● WHAT TO WORK ON: Copy out the passage about the budget problem below, word for word and in full.

+++ SOURCE PASSAGE

To put it in context, if the need for income tax reform and defence spending are to be realised, it would take the combined budget of Medicare and the NDIS to do it.
The budget problem is profoundly deep. If you overlay the arithmetics of the fiscal challenge with a slow growing economy it becomes diabolical. People’s excessively growing expectations of government to act as the insurer during down cycles, or worse, to continually supplement incomes, turns this into a politically poisoned cocktail. Everyone wants a magic wand to fix all this.
Albanese will be confronted with this problem within the next three years in ways hard to contemplate. So too will the Coalition. Without a serious agenda, and conviction, it is as hard to do from government as much as framing a response from opposition. This becomes a serious question for the Liberal party room next week when it decides on a new leader. A transactional approach to getting numbers may not deliver the agenda that it must rally around if it is serious about the problem which it tried in opposition to identify. How many MPs on both sides of the aisle grasp the magnitude of this is questionable.

++++++
+++ RECORDS

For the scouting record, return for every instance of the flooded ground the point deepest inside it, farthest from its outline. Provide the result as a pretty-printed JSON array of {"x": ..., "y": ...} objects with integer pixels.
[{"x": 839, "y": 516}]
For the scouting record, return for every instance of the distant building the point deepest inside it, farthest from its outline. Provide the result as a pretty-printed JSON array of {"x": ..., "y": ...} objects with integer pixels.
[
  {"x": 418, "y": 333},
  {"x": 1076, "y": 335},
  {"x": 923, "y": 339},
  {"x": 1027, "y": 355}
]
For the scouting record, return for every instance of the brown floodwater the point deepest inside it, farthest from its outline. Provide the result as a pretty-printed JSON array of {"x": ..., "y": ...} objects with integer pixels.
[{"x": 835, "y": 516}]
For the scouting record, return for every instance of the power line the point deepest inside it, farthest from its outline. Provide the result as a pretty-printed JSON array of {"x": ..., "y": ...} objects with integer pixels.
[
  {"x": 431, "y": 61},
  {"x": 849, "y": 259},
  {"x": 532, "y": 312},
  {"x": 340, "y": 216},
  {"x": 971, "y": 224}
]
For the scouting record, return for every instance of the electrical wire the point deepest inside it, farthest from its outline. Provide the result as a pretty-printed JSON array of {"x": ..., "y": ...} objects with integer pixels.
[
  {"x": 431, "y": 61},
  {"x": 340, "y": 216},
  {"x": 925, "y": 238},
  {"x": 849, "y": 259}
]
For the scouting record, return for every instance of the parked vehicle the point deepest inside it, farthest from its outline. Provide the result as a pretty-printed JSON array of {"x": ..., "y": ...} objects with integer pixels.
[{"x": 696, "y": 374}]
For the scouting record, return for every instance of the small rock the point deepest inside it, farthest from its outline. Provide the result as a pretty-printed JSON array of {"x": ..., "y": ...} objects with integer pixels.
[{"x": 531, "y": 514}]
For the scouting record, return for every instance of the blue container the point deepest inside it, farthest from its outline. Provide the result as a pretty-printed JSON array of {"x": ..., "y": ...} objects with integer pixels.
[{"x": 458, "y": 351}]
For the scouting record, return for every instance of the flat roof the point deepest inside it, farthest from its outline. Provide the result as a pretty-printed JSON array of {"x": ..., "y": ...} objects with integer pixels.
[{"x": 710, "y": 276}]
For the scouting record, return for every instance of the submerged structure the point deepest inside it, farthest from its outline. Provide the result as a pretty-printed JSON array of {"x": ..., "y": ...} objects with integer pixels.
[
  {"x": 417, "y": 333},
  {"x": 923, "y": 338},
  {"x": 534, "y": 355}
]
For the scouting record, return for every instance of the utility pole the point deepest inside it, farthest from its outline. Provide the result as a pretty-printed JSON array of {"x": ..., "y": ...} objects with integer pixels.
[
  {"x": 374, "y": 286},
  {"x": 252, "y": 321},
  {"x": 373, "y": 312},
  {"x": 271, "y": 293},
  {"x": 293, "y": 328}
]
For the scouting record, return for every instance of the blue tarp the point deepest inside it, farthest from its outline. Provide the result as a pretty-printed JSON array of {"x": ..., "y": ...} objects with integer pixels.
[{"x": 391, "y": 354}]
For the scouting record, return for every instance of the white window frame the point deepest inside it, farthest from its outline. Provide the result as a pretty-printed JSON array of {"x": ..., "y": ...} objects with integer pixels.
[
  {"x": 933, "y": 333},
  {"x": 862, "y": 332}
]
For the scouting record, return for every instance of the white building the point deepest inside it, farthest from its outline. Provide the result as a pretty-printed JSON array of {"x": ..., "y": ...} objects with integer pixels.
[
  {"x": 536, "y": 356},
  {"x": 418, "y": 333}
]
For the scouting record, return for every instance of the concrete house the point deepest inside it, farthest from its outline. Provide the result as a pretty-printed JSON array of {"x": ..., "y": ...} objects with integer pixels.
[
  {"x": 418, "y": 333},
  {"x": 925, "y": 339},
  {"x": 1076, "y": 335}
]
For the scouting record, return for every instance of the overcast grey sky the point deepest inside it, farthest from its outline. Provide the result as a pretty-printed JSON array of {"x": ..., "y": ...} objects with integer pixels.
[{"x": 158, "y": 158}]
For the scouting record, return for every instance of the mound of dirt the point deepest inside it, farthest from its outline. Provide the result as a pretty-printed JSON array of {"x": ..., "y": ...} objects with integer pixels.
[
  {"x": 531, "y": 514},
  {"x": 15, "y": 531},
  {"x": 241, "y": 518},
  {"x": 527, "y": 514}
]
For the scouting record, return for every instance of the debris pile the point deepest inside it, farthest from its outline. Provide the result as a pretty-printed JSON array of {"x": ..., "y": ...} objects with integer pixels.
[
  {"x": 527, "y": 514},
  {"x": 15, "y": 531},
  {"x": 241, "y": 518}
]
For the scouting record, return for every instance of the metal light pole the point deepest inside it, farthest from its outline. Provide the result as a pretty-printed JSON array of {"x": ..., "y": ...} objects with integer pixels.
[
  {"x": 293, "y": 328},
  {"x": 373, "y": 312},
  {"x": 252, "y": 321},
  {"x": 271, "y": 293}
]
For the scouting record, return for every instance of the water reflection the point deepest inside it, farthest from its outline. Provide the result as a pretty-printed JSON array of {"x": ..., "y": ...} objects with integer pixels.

++++++

● WRITTEN REPLY:
To put it in context, if the need for income tax reform and defence spending are to be realised, it would take the combined budget of Medicare and the NDIS to do it.
The budget problem is profoundly deep. If you overlay the arithmetics of the fiscal challenge with a slow growing economy it becomes diabolical. People’s excessively growing expectations of government to act as the insurer during down cycles, or worse, to continually supplement incomes, turns this into a politically poisoned cocktail. Everyone wants a magic wand to fix all this.
Albanese will be confronted with this problem within the next three years in ways hard to contemplate. So too will the Coalition. Without a serious agenda, and conviction, it is as hard to do from government as much as framing a response from opposition. This becomes a serious question for the Liberal party room next week when it decides on a new leader. A transactional approach to getting numbers may not deliver the agenda that it must rally around if it is serious about the problem which it tried in opposition to identify. How many MPs on both sides of the aisle grasp the magnitude of this is questionable.